Supplied text
****************************************

The second query retrieves 119 matches from all of the historical corpora of English (423,970 tokens) in a little under 3 minutes.
The results of the query need to be reviewed "by hand". They include

Clearly irrelevant

(2)     "Of" clearly heads a complement.
We have voted many qualities to be virtues, now, ___ that they never thought (PP of (IP-PPL calling _t_ virtues formerly.))
(PPCMBE, COLMAN-1805,22.119)

Possibly irrelevant

(3) a.   "Of" clearly heads a complement, but does "against" head a complement or an adjunct?
it's a - in fact - an emergency ___ I never thought (PP of (IP-PPL providing against _t_.))
(PPCMBE, BROUGHAM-1861,30.1115)
b.   Is "which" extracted out of the gerund clause (violating the CED)?
after this he detach'd the Band of Persians called the Immortal Regiment,
which _t_ (IP-PPL meeting with the same Success, Xerxes is said to have leapt three times out of his Throne ... )

****************************************

Provided data
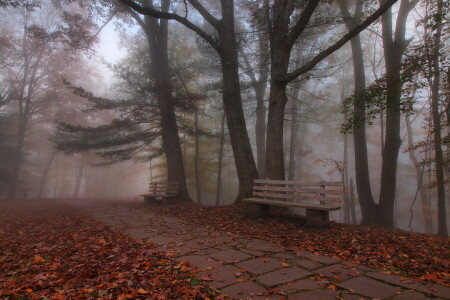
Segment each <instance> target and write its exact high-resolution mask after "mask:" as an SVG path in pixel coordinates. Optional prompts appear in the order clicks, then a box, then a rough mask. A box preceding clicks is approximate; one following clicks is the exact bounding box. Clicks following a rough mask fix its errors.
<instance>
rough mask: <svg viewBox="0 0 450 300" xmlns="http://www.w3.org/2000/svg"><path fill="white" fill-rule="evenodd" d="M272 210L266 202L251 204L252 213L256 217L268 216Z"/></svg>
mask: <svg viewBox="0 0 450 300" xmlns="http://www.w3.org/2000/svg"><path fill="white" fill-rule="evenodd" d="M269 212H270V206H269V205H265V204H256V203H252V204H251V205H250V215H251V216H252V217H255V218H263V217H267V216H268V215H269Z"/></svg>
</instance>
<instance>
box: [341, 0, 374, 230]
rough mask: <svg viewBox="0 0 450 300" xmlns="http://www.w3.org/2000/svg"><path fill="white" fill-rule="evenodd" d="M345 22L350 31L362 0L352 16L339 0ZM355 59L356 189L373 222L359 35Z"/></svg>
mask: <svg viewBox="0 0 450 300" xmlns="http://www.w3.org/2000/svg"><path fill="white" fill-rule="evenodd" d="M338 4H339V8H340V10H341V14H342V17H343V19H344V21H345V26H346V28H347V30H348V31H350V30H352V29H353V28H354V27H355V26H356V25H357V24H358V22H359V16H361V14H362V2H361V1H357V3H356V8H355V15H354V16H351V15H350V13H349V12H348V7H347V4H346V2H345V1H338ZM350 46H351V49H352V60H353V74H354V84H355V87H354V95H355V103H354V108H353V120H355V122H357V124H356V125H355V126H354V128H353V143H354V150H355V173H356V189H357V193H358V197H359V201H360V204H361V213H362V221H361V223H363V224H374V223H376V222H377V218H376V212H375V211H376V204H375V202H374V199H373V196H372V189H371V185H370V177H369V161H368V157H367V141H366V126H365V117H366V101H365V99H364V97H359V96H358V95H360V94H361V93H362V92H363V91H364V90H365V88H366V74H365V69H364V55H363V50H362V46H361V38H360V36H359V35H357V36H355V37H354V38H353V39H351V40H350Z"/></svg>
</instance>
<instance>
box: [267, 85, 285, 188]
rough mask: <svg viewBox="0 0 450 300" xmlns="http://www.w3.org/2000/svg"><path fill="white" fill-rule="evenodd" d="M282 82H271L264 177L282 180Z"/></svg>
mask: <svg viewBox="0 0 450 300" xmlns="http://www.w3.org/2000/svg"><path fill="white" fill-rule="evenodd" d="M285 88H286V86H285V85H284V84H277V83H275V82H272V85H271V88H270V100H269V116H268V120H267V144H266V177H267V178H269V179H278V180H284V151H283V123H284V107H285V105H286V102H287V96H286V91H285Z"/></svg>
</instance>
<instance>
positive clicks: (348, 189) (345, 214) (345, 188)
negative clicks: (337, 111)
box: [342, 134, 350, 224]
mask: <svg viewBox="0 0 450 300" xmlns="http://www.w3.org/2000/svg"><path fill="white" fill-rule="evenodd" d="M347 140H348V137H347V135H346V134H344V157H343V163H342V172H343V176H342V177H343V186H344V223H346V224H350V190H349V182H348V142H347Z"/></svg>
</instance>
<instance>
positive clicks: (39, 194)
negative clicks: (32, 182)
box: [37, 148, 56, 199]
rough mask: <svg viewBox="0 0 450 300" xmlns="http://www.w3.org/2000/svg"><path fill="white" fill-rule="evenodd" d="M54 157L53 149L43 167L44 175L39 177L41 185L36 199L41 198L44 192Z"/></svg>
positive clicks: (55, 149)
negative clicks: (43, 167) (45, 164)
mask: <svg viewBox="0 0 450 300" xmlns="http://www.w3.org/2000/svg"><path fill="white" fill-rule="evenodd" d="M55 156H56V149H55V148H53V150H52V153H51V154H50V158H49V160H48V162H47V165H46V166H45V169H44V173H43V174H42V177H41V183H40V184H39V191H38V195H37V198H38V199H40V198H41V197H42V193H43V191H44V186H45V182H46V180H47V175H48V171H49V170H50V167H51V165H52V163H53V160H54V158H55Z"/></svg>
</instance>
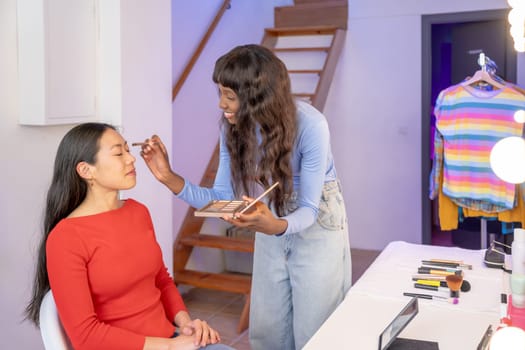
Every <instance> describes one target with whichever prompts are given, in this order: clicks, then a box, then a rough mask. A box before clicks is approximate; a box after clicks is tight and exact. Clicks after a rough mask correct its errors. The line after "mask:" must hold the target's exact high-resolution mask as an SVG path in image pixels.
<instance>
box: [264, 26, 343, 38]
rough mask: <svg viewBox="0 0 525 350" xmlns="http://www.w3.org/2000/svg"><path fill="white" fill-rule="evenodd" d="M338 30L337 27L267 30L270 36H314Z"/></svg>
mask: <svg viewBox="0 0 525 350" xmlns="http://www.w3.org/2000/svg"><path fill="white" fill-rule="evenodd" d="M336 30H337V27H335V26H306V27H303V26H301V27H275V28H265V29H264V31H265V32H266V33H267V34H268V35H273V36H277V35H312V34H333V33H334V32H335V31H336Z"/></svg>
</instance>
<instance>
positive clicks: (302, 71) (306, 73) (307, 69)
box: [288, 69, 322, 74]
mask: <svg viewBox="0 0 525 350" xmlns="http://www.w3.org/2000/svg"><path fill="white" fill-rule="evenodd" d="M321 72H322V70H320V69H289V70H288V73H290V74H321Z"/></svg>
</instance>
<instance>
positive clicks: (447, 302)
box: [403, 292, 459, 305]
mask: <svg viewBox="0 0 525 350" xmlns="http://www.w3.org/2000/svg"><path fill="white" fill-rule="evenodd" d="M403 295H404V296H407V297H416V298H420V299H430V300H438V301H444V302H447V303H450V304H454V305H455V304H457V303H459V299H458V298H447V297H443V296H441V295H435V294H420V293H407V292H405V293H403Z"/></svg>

****************************************

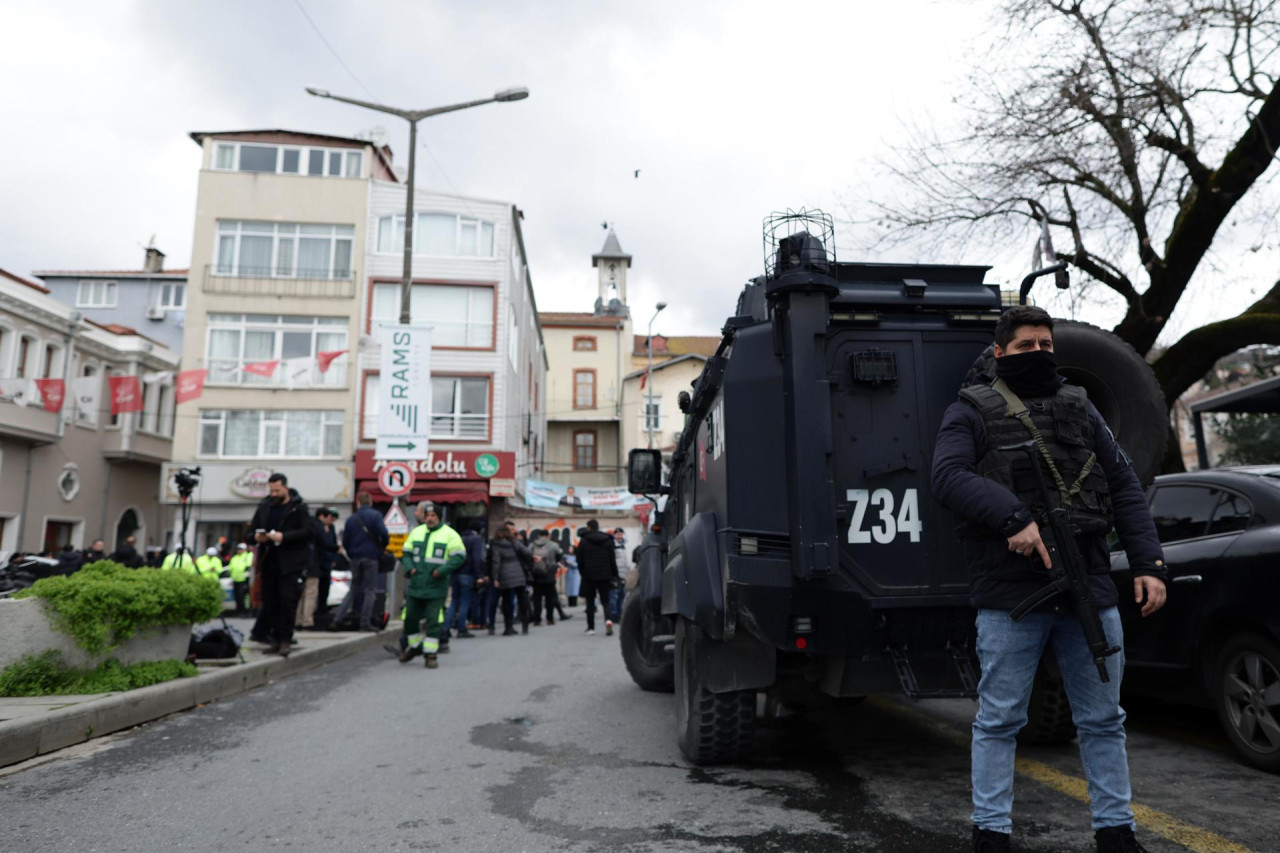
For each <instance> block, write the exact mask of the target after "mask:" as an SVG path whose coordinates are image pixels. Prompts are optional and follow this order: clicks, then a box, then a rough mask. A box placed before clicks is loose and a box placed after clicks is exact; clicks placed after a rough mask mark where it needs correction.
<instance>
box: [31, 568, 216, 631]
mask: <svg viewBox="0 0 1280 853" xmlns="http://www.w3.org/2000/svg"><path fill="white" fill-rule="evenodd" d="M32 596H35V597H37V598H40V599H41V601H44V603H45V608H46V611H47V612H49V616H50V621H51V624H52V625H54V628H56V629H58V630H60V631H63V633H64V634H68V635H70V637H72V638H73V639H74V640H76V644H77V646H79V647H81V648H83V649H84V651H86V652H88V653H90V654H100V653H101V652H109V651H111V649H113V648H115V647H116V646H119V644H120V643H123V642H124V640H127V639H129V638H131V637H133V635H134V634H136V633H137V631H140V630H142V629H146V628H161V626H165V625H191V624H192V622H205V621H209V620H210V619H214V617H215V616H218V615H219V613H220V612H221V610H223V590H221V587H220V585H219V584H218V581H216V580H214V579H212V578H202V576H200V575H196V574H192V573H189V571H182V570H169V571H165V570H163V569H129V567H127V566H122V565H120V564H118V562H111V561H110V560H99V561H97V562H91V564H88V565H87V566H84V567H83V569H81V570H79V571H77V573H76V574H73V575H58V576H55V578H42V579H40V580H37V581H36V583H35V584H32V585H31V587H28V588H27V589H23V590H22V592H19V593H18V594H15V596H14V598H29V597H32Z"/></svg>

****************************************

Exercises to complete
A. Answer the following questions using the corpus query text.
(i) How many matches does the second query retrieve?
(ii) How many tokens do the historical corpora of English contain?
(iii) What source reference is given for example (2)?
B. Reproduce everything in the corpus query text from "We have voted" down to "or an adjunct?".

Task-by-task answers
A.
(i) 119
(ii) 423,970
(iii) PPCMBE, COLMAN-1805,22.119

B.
We have voted many qualities to be virtues, now, ___ that they never thought (PP of (IP-PPL calling _t_ virtues formerly.))
(PPCMBE, COLMAN-1805,22.119)

Possibly irrelevant

(3) a.   "Of" clearly heads a complement, but does "against" head a complement or an adjunct?